● **Dataset excerpts**
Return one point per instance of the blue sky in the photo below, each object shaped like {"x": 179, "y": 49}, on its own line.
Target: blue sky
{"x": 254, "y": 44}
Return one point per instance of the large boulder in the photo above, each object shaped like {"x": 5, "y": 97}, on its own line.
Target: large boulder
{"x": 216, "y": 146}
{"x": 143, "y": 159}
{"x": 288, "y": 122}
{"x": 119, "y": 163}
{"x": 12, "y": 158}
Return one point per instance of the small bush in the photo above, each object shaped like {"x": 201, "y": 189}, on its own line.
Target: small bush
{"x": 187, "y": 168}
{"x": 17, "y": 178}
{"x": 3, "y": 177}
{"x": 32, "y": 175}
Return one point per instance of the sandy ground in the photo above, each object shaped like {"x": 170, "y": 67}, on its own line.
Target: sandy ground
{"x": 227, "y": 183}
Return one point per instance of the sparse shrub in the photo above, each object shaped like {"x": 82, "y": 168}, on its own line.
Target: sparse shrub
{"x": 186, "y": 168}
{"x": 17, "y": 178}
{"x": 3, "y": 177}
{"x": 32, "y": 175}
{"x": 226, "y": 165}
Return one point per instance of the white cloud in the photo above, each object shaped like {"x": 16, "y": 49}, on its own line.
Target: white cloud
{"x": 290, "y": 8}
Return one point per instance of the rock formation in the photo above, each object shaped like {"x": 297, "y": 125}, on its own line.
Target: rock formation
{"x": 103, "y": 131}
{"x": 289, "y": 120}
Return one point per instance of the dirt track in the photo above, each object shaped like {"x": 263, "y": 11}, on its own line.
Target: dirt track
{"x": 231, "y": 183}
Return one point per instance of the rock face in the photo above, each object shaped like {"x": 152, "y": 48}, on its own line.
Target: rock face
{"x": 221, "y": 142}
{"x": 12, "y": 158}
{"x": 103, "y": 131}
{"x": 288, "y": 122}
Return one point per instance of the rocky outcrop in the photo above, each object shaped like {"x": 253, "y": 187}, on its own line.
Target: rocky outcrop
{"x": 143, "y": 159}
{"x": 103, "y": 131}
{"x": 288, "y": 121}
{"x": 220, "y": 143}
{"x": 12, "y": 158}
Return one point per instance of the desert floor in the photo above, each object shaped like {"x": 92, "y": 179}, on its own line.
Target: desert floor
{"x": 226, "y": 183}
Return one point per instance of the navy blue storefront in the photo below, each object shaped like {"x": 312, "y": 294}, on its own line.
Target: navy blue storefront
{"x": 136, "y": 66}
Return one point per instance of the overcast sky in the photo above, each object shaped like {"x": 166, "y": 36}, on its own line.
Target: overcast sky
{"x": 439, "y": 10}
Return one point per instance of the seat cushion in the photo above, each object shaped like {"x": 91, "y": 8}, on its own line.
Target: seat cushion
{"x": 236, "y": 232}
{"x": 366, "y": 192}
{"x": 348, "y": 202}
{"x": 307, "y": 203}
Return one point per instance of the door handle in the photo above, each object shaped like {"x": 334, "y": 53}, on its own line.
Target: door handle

● **What the task asks**
In the data above, tally the lines holding "below" and answer with the figure only.

● **Completed exercise**
2